Exercise details
Render all of the material below as a JSON list of strings, with one string per line and blank lines omitted.

Raw data
— Begin —

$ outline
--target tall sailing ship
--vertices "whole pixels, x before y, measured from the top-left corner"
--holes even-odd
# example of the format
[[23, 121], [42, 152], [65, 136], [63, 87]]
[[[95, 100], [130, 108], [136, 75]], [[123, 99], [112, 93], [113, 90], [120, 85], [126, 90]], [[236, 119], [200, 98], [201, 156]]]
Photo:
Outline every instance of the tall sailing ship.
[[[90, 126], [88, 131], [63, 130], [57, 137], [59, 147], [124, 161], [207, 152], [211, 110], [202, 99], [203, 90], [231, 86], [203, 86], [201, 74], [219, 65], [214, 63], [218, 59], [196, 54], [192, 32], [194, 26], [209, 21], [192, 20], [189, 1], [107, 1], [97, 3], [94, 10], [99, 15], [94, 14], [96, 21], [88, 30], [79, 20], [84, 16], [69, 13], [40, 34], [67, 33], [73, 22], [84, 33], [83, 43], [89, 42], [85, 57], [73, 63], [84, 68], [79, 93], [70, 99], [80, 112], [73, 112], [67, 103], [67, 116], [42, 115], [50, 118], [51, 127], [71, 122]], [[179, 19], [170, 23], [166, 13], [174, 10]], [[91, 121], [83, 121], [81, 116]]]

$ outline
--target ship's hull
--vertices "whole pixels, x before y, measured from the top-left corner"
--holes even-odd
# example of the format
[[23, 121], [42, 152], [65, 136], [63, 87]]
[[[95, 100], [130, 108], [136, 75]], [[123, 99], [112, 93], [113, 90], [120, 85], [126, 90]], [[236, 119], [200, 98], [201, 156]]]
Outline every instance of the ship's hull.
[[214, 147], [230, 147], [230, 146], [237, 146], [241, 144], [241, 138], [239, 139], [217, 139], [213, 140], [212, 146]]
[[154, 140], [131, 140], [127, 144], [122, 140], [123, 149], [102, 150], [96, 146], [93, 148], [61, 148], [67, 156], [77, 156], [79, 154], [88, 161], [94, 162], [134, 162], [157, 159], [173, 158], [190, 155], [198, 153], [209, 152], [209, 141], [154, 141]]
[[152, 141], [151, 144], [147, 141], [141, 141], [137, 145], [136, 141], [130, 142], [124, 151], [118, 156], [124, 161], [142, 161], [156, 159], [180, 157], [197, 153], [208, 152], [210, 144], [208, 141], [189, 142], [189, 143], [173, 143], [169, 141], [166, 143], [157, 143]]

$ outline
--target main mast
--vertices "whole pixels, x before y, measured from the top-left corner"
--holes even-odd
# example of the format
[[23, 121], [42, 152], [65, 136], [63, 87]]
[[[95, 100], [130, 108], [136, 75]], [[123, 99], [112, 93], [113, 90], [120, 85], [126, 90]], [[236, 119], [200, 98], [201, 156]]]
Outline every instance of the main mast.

— End —

The reply
[
  "$ outline",
  "--target tall sailing ship",
  "--vertices \"whole pixels, x before y, measured from the top-left corner\"",
  "--holes even-odd",
  "# example of the format",
  "[[23, 121], [42, 152], [65, 136], [63, 87]]",
  "[[[95, 100], [130, 108], [136, 75]], [[123, 99], [112, 93], [113, 90], [120, 85], [126, 90]], [[236, 119], [200, 98], [201, 156]]]",
  "Photo:",
  "Outline every instance of the tall sailing ship.",
  "[[[90, 126], [88, 131], [63, 130], [57, 137], [59, 147], [124, 161], [207, 152], [211, 110], [202, 99], [203, 90], [231, 86], [203, 86], [201, 74], [219, 65], [214, 63], [218, 59], [196, 54], [192, 32], [194, 26], [209, 21], [192, 20], [189, 1], [107, 1], [97, 3], [94, 10], [99, 15], [94, 14], [96, 21], [88, 30], [79, 20], [84, 16], [69, 13], [40, 34], [67, 33], [73, 22], [84, 33], [83, 43], [89, 42], [85, 57], [73, 63], [84, 68], [79, 93], [70, 99], [80, 112], [73, 112], [67, 103], [67, 116], [42, 115], [50, 118], [51, 127], [71, 122]], [[179, 19], [170, 23], [166, 13], [174, 10]], [[91, 121], [83, 121], [81, 116]]]",
  "$ outline",
  "--target ship's hull",
  "--vertices \"whole pixels, x before y, measured from the top-left corner\"",
  "--holes even-odd",
  "# example of the format",
  "[[23, 121], [42, 152], [65, 136], [63, 87]]",
  "[[[95, 100], [130, 108], [136, 75]], [[123, 99], [112, 93], [113, 90], [120, 85], [126, 90]], [[236, 119], [200, 98], [201, 156]]]",
  "Outline every instance of the ship's hull.",
  "[[214, 147], [230, 147], [230, 146], [237, 146], [241, 144], [241, 138], [239, 139], [217, 139], [213, 140], [212, 146]]",
  "[[154, 140], [131, 140], [127, 144], [122, 140], [123, 149], [102, 150], [96, 146], [93, 148], [61, 148], [67, 156], [77, 156], [79, 154], [88, 161], [94, 162], [134, 162], [157, 159], [173, 158], [190, 155], [198, 153], [209, 152], [209, 141], [154, 141]]",
  "[[152, 141], [151, 144], [147, 141], [141, 141], [137, 145], [136, 141], [130, 142], [124, 151], [118, 156], [124, 161], [142, 161], [156, 159], [180, 157], [197, 153], [208, 152], [210, 144], [208, 141], [189, 142], [189, 143], [173, 143], [169, 141], [166, 143], [157, 143]]",
  "$ outline",
  "--target main mast",
  "--vertices \"whole pixels, x before y, measured from the top-left corner\"",
  "--holes even-odd",
  "# example of the format",
  "[[23, 121], [42, 152], [65, 136], [63, 87]]",
  "[[[95, 100], [130, 108], [136, 75]], [[123, 99], [112, 93], [113, 90], [120, 85], [126, 90]], [[236, 119], [200, 98], [201, 156]]]",
  "Outline every instance of the main mast."
]